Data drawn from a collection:
━━━

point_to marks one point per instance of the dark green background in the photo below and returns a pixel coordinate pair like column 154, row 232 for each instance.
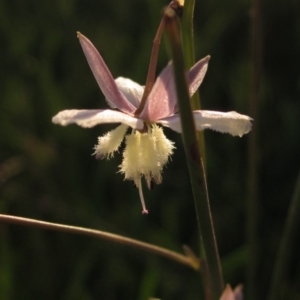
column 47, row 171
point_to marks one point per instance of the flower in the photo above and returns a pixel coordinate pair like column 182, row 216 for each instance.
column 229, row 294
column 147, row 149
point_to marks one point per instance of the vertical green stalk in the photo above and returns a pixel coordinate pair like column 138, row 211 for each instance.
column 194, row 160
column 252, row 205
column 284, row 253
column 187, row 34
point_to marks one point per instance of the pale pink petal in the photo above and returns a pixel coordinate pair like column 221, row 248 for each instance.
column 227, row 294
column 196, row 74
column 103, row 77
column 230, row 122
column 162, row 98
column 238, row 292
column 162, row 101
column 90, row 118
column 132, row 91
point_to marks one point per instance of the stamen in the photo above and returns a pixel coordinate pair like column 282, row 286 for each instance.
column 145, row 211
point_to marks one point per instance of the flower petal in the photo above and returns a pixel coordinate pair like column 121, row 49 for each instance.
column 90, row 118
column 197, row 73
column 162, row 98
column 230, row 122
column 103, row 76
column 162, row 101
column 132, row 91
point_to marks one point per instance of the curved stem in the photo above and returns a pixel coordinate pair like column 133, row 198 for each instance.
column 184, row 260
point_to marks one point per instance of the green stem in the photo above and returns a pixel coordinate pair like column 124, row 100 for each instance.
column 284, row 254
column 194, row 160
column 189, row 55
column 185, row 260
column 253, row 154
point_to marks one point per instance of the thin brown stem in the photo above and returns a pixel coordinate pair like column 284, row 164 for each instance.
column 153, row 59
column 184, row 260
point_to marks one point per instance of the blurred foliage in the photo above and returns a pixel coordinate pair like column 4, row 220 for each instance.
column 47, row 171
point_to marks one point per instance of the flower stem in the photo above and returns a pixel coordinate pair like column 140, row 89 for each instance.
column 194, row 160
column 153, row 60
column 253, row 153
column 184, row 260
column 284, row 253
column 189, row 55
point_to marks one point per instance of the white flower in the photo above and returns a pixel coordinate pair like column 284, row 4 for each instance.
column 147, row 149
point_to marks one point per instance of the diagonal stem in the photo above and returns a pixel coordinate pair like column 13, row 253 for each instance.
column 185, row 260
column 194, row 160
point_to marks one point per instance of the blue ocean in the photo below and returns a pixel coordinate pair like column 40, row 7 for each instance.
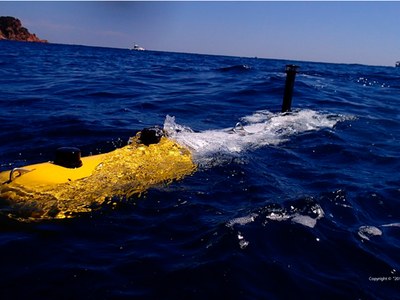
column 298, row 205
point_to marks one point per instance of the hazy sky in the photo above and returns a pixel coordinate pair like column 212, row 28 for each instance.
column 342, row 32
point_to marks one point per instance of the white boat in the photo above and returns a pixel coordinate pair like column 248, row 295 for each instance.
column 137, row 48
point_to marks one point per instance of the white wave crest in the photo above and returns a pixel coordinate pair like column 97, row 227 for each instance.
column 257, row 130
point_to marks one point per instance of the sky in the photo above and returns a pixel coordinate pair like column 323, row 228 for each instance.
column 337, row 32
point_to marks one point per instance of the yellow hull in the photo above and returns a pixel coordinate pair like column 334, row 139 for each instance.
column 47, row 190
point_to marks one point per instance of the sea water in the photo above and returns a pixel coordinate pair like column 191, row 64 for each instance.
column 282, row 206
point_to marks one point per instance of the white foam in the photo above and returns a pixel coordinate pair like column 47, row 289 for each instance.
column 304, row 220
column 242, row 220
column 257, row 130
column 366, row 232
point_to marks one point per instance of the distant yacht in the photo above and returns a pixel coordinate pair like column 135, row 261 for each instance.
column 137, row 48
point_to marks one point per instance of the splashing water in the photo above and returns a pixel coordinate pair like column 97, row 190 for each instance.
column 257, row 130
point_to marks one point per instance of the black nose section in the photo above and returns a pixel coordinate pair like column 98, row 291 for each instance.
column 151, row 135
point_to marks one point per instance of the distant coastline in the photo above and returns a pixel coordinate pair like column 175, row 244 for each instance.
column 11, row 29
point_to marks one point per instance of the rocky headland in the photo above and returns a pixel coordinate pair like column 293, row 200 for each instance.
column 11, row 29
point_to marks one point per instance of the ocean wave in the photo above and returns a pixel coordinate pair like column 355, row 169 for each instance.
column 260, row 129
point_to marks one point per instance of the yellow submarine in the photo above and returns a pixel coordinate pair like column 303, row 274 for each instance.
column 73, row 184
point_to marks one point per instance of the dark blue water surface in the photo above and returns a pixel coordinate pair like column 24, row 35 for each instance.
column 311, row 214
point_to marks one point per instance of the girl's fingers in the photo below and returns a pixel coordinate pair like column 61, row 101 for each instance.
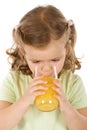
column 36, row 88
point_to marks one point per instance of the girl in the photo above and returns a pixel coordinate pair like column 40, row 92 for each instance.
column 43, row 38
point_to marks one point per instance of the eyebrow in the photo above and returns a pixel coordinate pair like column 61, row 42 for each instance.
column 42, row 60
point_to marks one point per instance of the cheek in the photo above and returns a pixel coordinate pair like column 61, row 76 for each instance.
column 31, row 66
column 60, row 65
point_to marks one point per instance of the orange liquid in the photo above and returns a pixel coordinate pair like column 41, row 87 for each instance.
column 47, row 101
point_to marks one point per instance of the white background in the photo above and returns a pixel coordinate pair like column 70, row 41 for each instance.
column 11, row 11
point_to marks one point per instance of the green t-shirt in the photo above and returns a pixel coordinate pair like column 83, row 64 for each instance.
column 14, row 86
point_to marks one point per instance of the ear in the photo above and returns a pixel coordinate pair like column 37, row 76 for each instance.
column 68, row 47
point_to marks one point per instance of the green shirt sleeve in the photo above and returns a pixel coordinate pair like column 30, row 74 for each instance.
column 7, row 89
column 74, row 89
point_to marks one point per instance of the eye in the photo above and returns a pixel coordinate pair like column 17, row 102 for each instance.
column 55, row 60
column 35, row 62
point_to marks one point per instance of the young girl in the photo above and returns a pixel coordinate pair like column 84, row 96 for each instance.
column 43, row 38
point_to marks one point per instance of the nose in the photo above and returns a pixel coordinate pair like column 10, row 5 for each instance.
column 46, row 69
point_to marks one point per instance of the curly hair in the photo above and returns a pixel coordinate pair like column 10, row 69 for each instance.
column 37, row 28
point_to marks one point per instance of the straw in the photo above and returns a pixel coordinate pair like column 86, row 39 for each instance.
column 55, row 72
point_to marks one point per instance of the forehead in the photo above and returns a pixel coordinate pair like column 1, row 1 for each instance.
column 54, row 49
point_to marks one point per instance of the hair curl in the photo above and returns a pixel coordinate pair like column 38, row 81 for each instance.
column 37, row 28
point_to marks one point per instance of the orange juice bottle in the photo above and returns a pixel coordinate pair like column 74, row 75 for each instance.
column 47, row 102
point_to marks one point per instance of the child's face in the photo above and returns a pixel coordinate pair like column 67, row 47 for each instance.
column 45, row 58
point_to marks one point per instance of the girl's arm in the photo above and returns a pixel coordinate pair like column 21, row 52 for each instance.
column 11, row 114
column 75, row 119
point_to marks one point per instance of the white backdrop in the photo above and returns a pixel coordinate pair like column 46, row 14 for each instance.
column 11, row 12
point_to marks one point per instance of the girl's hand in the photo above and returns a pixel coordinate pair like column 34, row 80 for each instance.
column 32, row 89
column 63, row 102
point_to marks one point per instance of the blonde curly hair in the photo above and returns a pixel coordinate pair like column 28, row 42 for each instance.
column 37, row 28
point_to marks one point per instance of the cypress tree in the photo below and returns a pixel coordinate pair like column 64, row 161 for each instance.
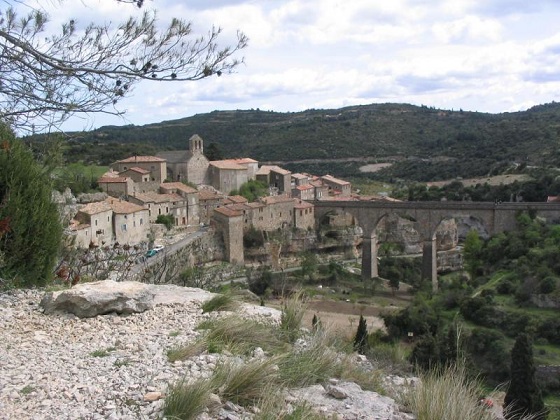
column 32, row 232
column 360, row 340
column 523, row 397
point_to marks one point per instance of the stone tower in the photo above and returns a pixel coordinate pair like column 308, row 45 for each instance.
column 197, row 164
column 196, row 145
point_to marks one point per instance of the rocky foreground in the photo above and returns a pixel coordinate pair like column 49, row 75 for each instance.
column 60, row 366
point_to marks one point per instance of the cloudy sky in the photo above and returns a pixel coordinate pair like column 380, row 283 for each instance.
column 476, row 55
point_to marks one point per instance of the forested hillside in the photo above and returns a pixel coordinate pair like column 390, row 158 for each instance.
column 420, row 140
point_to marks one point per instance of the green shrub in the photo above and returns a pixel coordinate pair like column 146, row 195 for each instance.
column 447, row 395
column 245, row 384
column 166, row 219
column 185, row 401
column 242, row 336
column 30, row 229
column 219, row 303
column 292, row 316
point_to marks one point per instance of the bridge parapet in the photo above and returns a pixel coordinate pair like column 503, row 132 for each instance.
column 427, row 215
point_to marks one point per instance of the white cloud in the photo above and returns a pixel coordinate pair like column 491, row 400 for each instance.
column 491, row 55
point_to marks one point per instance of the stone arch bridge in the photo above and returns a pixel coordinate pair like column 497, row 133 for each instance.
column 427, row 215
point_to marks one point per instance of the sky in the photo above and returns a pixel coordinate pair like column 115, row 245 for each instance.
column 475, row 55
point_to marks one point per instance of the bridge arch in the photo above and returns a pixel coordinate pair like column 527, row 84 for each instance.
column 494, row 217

━━━

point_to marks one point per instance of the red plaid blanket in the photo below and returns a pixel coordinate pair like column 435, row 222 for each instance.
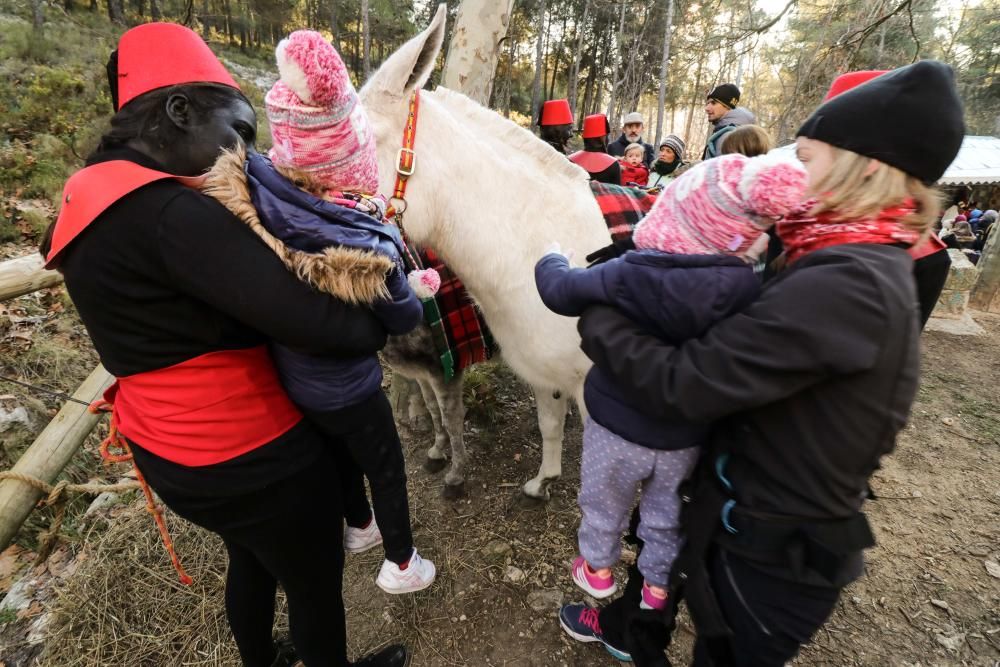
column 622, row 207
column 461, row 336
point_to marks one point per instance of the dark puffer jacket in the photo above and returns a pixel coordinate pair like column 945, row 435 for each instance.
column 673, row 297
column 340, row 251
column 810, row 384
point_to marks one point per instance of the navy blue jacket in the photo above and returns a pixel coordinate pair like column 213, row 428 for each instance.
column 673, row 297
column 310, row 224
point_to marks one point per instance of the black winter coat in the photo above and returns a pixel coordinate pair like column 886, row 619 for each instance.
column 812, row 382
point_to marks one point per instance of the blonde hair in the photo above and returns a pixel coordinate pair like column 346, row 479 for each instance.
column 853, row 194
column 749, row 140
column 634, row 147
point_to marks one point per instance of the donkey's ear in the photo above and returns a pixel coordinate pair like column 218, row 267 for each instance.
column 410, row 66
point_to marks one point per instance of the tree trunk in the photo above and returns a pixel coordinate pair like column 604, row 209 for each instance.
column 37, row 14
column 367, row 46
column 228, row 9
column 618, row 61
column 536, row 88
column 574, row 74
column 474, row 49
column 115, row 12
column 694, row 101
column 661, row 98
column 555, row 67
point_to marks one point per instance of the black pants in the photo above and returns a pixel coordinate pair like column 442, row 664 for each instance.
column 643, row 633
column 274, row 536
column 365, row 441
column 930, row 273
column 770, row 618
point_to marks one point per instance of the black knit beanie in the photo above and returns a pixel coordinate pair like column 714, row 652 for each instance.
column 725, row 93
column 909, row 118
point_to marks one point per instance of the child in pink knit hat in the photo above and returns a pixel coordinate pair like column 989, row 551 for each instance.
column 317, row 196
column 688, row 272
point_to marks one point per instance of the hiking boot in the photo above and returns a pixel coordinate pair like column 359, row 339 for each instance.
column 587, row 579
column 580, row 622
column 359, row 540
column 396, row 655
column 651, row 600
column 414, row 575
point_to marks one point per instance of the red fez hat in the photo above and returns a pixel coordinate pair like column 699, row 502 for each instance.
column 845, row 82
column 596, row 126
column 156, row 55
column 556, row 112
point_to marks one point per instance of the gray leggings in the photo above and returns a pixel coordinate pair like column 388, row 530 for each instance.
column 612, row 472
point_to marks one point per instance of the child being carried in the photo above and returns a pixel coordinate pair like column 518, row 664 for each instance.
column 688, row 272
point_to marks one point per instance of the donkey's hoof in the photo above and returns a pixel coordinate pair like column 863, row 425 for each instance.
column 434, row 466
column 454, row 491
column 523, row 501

━━━

◆ **Exercise objective**: Pick out each line of the entries above that contains the word "backdrop", and copy those lines in full.

◆ **Solution to this task**:
point_to marks one point per instance of the white backdrop in the photo above and returns a pixel coordinate pair like column 46, row 14 for each instance.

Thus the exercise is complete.